■ BRIEF
Transcribe only the part of the listing below that begins at the line containing "of the player's" and runs to its final line, keeping both ends.

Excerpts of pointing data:
>> begin
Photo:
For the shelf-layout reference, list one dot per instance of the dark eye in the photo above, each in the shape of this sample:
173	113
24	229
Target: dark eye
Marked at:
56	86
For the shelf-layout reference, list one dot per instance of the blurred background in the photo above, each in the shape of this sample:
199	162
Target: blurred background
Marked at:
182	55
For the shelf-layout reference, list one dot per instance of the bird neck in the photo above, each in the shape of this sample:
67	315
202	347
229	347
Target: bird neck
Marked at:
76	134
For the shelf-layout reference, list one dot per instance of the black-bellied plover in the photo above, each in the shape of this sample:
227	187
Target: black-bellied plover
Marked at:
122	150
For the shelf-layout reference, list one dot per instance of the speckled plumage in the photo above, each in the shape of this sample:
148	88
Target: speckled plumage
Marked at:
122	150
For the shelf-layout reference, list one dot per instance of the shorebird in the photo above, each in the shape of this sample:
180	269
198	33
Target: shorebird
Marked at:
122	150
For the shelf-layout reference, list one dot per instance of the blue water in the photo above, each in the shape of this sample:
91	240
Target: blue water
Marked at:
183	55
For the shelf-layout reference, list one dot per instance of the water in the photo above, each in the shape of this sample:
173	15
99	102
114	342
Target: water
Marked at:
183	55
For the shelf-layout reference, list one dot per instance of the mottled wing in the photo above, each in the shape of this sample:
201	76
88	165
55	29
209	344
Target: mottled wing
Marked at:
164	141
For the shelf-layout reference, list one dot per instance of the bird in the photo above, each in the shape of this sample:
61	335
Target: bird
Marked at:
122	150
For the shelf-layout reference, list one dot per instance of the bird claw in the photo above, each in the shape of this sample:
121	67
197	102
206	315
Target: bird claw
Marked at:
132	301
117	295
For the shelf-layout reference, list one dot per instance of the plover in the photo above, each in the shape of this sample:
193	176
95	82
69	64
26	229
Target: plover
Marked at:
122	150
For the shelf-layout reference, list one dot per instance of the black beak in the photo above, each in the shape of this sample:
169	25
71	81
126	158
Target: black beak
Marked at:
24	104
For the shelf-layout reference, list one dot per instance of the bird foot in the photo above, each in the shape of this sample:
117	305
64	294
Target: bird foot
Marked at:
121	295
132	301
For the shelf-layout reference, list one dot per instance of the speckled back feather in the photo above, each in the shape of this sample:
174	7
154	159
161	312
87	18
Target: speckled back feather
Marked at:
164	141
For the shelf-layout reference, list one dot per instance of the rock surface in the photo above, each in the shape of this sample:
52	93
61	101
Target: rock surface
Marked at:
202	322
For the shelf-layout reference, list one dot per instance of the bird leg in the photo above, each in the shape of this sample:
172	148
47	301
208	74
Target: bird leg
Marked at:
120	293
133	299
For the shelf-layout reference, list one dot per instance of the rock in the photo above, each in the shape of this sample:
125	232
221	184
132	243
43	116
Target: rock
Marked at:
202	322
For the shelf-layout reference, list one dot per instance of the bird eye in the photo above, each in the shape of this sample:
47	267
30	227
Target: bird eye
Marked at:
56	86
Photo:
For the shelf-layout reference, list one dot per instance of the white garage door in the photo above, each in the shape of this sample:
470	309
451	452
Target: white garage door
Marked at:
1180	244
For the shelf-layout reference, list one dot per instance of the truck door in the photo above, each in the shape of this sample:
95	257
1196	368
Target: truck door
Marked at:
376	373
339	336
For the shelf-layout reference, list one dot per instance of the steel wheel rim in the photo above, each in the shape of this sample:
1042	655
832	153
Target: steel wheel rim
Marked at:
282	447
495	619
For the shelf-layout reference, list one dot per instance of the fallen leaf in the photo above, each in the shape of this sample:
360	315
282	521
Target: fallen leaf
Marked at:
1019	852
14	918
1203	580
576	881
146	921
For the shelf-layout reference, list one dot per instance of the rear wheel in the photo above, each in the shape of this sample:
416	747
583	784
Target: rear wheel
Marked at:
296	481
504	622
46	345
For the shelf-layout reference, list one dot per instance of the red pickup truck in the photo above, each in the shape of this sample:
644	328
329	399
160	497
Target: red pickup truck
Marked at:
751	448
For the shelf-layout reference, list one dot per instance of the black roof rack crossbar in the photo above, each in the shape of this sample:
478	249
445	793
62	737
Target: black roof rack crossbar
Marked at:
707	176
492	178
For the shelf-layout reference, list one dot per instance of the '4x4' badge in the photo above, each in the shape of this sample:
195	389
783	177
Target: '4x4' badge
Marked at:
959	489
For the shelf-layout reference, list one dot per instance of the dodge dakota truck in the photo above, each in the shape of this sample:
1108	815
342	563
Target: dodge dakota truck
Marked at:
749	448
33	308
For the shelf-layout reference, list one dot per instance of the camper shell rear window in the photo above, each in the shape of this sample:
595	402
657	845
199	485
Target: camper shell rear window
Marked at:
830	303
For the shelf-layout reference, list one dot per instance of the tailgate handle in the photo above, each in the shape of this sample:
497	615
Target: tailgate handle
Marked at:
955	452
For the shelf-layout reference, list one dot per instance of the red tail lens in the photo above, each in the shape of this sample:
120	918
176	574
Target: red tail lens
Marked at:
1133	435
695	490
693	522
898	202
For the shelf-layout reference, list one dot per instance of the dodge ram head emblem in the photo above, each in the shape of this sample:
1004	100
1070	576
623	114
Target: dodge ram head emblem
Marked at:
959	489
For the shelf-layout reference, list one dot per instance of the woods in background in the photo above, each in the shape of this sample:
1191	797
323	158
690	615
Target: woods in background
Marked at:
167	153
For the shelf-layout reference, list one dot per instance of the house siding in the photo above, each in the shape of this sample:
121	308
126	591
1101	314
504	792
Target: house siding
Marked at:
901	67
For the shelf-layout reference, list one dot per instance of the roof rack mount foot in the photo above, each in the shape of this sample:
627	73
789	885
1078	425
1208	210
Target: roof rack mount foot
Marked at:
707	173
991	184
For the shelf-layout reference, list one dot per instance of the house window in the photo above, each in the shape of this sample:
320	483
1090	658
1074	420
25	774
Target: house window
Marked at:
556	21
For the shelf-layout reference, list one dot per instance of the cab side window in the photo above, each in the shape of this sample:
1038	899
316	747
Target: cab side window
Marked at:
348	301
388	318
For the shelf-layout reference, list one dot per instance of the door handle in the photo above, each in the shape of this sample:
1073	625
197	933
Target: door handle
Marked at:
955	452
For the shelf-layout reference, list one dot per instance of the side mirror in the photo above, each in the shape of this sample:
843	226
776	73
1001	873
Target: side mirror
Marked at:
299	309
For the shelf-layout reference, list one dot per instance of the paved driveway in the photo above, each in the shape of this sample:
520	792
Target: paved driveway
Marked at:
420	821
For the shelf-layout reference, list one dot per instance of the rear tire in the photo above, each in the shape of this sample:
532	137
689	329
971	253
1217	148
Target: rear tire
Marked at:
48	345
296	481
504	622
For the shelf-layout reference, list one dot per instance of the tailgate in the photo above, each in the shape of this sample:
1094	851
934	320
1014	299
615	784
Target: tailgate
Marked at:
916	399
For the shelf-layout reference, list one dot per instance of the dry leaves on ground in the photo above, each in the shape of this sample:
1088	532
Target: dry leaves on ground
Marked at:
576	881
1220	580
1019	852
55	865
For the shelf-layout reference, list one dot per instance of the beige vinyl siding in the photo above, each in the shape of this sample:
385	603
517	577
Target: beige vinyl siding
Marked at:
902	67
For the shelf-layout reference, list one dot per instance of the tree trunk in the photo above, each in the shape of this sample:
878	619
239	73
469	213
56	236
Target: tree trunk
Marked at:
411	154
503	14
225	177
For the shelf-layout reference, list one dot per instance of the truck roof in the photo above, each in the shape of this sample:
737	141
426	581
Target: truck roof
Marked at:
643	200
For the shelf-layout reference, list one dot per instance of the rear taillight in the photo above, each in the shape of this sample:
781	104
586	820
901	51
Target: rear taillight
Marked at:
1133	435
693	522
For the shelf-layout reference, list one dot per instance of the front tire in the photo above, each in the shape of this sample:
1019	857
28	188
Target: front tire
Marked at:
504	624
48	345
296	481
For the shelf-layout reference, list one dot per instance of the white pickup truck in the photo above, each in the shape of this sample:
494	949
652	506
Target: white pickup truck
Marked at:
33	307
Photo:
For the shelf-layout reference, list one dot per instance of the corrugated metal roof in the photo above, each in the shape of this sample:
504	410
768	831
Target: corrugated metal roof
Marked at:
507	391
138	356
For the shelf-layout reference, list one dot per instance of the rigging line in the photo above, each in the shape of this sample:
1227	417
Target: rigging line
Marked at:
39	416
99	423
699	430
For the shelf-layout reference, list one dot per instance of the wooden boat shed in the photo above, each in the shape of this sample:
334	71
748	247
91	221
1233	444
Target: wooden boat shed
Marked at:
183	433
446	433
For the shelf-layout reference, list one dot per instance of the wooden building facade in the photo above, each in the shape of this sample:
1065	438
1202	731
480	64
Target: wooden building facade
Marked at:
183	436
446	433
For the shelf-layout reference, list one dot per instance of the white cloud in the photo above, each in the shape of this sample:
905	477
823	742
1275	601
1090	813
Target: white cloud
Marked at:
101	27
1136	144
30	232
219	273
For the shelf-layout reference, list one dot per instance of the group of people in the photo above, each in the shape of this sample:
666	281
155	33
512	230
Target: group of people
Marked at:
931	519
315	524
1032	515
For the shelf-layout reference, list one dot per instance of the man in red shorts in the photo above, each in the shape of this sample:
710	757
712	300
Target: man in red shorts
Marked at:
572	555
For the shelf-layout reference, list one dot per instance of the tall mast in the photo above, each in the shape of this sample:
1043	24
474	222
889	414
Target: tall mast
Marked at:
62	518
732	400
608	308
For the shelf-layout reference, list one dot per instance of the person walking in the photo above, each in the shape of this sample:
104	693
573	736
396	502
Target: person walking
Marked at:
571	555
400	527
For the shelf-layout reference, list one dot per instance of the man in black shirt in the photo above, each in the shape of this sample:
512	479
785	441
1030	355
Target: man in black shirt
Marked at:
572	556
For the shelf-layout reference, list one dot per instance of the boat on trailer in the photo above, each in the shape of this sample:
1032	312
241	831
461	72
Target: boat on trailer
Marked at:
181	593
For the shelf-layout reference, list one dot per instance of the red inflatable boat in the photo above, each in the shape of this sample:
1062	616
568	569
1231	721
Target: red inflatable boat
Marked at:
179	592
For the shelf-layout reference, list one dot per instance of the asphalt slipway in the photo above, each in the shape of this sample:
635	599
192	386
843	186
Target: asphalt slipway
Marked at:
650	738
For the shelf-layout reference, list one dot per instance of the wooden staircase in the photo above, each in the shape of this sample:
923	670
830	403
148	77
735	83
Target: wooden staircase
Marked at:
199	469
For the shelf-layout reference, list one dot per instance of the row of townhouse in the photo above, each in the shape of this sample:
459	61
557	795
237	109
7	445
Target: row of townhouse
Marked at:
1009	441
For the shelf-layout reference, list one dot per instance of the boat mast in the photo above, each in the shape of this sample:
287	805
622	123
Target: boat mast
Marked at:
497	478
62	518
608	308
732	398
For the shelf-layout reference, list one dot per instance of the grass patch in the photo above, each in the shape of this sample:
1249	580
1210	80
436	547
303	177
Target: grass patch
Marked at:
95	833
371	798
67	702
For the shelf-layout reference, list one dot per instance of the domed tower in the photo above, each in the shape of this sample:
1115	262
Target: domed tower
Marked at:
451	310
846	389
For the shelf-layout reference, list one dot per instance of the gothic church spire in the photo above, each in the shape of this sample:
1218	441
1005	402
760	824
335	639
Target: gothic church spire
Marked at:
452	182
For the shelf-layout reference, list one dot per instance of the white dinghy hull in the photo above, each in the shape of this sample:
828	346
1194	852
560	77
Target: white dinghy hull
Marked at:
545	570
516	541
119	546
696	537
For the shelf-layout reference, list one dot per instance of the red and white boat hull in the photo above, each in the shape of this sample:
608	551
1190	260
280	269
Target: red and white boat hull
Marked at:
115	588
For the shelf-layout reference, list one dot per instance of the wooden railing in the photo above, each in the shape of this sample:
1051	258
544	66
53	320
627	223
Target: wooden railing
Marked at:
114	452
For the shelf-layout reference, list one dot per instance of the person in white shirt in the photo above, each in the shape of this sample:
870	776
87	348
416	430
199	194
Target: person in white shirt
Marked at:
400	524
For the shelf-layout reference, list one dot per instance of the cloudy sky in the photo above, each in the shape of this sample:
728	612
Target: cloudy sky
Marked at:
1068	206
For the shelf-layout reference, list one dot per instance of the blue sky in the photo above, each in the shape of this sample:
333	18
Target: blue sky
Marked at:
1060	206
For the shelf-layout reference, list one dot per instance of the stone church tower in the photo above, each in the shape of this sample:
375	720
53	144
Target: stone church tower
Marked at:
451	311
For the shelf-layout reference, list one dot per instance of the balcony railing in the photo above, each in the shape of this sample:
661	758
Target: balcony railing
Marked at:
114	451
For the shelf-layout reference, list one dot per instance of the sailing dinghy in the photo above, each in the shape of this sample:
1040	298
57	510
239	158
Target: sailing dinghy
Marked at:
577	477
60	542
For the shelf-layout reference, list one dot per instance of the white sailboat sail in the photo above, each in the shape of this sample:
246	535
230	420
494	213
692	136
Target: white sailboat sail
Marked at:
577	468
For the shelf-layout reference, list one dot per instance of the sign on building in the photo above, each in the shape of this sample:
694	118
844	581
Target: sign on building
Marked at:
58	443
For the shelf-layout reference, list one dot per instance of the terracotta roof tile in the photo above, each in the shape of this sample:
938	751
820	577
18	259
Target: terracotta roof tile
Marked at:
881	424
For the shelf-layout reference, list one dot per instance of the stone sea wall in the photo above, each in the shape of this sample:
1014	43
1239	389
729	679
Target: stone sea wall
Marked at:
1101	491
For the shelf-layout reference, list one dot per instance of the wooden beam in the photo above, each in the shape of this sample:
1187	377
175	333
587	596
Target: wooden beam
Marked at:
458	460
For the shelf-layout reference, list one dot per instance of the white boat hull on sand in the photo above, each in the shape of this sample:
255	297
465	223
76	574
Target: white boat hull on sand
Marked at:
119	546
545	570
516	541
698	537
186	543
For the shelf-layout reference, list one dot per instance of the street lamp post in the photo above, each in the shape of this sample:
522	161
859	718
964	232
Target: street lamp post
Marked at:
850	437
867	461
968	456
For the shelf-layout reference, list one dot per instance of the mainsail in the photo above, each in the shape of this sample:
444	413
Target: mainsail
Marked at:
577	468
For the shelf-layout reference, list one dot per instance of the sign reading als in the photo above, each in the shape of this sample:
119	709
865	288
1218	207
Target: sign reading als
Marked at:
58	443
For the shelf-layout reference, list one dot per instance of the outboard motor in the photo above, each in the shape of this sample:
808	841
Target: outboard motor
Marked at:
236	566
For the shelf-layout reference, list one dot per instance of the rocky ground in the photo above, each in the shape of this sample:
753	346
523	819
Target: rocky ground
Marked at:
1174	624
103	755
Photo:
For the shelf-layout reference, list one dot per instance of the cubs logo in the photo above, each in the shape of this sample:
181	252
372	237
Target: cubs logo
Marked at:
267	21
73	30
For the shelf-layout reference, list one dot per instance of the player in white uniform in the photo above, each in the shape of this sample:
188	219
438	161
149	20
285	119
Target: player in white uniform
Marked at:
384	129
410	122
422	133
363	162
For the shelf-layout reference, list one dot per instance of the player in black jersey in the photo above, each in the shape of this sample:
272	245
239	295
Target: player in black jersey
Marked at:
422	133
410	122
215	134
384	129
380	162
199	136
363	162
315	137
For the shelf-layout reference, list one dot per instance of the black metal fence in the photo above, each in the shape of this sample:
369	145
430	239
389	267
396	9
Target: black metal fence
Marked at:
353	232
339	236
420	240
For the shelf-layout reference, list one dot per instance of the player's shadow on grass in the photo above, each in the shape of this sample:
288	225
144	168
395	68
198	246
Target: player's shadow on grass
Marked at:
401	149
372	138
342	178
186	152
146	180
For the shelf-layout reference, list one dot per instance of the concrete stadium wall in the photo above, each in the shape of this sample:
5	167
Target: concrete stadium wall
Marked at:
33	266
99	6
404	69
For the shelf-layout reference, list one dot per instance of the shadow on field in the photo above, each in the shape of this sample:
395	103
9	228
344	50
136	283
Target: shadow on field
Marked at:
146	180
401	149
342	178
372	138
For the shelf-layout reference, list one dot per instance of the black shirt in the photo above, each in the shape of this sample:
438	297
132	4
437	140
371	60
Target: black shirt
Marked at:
>> end
■ ANSWER TO THE TASK
For the shelf-layout reference, list one dot per instance of the player's shadow on grass in the photo above, each in the shape of this sample:
288	225
144	168
395	68
198	246
Target: player's shadow on grass
Marked at:
401	149
372	138
342	178
186	152
146	180
For the shelf-layout reference, list one dot per instance of the concrete stadium wall in the photo above, each in the shape of this sample:
5	167
Target: concrete stadium wall
Marked at:
33	266
99	6
404	69
For the shelf-layout reference, list one dot per instance of the shadow on field in the photo above, each in the shape of this sample:
395	103
9	228
344	50
136	283
Target: shadow on field
Marked at:
146	180
401	149
342	178
372	138
For the shelf-layout reference, list one dot per instance of the black shirt in the photo above, each in the shape of this sample:
438	297
132	4
437	140
371	60
Target: black shirt
Marked at:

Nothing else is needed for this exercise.